**Given task**
Gather every line from the items below that contains the string "blonde", copying each line in full. Case counts.

**Provided records**
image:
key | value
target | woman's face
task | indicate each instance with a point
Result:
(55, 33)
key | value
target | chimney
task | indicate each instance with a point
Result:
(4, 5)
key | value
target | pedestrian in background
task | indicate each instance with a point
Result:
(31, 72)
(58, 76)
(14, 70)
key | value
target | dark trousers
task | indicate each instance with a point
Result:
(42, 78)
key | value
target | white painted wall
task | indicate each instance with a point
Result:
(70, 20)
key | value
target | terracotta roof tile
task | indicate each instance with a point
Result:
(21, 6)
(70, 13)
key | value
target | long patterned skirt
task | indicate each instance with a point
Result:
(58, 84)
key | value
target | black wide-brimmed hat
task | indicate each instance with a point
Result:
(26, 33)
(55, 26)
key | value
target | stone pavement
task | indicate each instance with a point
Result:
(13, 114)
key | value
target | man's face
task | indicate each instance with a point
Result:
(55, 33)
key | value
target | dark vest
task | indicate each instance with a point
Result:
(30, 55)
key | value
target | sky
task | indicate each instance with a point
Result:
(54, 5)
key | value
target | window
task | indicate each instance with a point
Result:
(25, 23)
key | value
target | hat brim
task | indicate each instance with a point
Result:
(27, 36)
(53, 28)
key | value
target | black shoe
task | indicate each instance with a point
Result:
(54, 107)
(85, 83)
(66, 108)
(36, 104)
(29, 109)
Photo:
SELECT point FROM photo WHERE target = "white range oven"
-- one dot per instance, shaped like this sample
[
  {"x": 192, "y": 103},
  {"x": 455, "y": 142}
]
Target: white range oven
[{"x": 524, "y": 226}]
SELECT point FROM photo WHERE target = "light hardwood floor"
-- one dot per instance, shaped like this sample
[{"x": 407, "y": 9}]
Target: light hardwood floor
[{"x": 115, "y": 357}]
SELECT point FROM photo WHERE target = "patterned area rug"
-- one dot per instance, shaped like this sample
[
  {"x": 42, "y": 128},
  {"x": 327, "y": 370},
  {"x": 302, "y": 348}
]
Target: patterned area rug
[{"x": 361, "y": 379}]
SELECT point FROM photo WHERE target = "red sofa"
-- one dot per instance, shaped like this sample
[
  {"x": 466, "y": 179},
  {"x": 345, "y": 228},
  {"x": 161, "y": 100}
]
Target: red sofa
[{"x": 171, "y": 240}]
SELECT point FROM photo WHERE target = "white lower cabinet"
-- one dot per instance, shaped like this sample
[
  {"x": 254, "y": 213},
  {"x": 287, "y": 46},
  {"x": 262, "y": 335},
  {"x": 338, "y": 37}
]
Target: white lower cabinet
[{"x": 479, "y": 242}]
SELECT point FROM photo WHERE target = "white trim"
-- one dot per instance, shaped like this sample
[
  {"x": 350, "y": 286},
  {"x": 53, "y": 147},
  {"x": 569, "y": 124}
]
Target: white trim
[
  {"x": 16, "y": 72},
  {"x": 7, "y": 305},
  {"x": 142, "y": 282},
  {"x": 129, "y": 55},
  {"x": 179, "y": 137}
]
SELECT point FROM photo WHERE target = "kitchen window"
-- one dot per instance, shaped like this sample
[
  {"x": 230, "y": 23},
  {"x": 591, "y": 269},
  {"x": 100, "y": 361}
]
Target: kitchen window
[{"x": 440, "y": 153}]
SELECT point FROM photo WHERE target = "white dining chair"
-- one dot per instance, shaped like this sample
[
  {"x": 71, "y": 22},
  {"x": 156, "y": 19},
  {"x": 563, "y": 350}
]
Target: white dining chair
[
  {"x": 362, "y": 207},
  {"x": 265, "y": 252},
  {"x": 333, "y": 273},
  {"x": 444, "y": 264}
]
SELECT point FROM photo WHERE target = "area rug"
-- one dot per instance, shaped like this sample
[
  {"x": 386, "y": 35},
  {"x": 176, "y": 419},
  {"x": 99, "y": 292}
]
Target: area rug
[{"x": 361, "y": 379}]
---
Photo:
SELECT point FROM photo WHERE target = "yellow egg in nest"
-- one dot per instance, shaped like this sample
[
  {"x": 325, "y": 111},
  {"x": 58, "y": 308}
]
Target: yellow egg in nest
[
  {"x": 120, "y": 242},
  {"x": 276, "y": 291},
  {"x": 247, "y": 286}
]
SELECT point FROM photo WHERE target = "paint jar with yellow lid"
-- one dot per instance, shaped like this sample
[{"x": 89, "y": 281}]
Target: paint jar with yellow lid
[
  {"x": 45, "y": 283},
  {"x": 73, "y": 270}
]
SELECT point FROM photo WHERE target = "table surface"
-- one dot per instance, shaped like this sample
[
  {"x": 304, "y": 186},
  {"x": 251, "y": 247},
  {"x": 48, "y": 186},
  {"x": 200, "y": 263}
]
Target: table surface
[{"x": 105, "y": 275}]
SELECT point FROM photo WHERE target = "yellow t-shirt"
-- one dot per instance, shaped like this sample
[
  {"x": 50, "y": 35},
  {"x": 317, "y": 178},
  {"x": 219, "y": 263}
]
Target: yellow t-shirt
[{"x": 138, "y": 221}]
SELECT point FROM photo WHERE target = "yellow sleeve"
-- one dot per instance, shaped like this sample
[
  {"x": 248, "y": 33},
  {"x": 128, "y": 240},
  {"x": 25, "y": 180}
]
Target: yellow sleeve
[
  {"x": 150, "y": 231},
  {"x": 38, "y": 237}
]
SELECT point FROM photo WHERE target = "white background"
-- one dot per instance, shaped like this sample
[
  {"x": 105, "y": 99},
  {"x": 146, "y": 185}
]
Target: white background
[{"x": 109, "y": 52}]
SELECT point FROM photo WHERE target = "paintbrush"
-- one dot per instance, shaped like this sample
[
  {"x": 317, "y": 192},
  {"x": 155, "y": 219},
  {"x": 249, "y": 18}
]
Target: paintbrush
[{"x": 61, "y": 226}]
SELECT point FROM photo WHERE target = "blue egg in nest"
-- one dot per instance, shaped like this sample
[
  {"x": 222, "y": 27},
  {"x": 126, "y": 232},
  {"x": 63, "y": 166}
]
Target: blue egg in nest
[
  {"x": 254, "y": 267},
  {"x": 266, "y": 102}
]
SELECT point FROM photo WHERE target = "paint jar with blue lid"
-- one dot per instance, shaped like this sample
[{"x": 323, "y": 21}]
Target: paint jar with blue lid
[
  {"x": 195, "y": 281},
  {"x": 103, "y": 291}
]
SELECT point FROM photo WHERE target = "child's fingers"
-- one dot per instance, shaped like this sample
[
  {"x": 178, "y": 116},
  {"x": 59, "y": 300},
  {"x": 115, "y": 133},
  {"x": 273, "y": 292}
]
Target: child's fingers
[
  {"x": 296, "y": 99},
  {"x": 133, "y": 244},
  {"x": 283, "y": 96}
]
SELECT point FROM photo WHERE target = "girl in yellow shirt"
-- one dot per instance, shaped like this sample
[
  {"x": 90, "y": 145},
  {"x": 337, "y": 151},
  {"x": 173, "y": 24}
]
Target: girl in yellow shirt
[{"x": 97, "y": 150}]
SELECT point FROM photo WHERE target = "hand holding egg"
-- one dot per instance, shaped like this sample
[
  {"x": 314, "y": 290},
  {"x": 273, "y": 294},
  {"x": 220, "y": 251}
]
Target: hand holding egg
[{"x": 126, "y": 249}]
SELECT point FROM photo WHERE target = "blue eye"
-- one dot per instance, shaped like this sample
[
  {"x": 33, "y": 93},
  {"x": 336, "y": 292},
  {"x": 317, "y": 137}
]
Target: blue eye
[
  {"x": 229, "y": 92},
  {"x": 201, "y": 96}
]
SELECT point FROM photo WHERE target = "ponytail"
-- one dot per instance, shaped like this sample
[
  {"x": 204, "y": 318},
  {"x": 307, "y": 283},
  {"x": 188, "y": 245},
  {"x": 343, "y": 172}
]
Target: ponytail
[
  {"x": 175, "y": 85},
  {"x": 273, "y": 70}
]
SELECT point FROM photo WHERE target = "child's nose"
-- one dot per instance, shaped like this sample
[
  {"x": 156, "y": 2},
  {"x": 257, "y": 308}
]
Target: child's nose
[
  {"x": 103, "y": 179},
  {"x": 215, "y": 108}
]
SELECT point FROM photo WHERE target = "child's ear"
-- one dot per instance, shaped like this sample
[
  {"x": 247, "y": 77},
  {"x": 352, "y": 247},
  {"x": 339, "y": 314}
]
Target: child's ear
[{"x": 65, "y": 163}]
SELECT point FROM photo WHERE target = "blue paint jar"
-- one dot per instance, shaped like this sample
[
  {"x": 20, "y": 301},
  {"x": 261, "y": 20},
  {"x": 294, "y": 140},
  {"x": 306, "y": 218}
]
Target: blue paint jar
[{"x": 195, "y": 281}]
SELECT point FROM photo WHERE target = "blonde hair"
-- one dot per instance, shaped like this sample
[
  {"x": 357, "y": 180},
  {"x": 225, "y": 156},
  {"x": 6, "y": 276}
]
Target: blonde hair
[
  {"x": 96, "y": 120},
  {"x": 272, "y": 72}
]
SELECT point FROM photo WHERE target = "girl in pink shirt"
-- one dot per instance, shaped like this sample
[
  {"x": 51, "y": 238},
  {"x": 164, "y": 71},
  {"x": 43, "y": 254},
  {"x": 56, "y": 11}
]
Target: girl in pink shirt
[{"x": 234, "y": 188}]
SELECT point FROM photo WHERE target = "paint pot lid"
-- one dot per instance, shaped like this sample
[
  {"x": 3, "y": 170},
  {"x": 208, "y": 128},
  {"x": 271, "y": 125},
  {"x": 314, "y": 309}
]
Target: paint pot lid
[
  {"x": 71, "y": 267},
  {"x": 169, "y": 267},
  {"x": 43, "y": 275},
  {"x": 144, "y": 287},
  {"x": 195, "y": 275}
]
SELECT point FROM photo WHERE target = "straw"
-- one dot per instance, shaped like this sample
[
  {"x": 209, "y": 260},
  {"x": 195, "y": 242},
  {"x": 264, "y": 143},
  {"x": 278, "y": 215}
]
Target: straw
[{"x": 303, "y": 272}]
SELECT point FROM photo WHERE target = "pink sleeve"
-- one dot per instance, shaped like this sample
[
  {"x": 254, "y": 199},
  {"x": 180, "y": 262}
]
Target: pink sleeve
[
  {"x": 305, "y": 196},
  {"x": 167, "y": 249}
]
--
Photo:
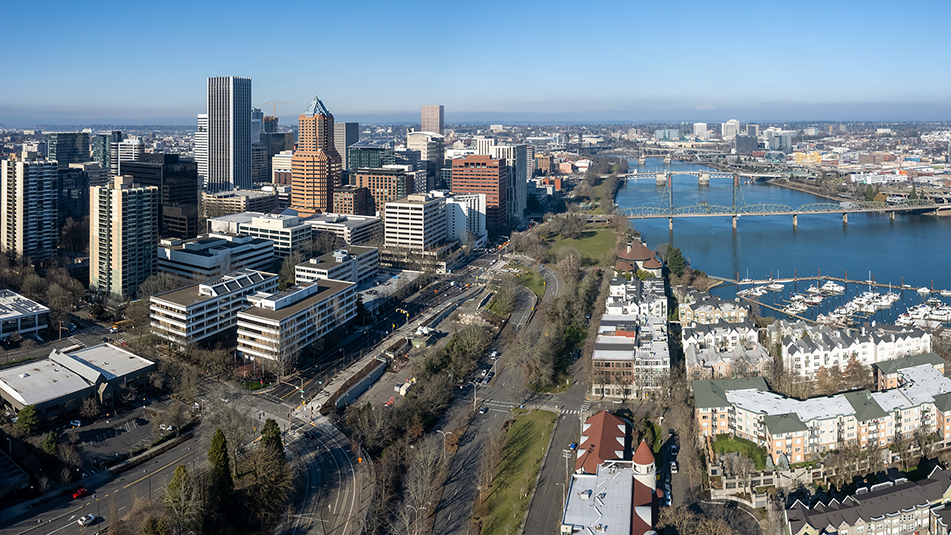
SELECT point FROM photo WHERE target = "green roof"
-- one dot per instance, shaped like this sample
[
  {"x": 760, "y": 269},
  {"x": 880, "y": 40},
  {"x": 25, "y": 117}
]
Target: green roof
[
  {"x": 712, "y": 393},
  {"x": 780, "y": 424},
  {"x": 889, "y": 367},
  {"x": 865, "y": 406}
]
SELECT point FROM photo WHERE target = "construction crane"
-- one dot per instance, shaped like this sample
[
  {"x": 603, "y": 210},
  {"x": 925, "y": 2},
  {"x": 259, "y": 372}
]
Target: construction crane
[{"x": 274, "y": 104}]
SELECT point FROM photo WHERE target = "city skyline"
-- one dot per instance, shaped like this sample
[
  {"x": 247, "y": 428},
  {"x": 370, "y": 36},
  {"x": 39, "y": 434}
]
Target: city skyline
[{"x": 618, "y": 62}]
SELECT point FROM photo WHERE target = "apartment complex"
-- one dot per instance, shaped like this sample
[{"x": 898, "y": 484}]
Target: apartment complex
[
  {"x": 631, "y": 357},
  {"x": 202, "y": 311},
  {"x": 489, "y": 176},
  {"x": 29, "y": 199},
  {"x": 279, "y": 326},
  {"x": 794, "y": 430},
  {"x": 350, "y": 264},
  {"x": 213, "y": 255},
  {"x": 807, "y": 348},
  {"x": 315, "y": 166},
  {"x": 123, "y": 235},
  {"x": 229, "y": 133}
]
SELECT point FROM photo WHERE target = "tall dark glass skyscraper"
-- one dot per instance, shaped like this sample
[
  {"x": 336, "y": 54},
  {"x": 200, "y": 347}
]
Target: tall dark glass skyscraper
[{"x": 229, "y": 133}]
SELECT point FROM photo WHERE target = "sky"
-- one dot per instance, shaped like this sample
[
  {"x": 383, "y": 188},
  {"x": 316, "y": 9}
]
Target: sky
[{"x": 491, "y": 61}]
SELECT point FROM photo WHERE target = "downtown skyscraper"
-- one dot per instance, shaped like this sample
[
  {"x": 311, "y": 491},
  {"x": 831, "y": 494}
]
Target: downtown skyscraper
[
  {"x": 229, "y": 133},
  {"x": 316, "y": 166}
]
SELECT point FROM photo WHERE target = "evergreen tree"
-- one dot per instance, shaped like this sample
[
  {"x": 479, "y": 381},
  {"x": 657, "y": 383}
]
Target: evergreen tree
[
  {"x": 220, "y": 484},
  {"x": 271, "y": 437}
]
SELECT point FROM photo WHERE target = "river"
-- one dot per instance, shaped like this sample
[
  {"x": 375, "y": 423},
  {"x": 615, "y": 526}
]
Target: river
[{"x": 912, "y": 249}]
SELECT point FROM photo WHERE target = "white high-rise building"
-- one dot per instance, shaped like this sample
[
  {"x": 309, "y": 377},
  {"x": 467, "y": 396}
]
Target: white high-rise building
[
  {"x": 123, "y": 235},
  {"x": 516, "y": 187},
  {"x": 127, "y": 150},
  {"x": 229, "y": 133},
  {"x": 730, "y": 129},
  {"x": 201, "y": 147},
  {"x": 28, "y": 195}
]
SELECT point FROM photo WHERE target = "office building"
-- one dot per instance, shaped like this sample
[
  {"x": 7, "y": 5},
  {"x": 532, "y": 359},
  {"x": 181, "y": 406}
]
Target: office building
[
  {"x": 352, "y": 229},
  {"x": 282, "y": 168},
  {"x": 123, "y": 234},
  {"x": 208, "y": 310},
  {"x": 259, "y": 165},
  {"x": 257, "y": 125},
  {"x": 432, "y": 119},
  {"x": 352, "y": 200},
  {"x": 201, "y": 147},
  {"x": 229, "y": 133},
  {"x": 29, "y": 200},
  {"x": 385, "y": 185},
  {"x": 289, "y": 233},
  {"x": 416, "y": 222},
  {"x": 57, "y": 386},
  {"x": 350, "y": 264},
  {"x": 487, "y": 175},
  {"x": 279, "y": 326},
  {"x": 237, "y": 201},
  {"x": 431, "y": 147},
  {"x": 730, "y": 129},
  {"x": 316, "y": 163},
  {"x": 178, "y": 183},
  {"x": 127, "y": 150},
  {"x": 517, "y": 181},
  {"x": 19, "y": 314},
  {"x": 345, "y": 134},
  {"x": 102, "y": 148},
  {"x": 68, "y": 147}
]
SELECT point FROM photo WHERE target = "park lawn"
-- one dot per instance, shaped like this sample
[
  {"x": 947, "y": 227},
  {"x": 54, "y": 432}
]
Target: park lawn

**Correct answer**
SELECT point FROM photo WHERE target = "blonde hair"
Target: blonde hair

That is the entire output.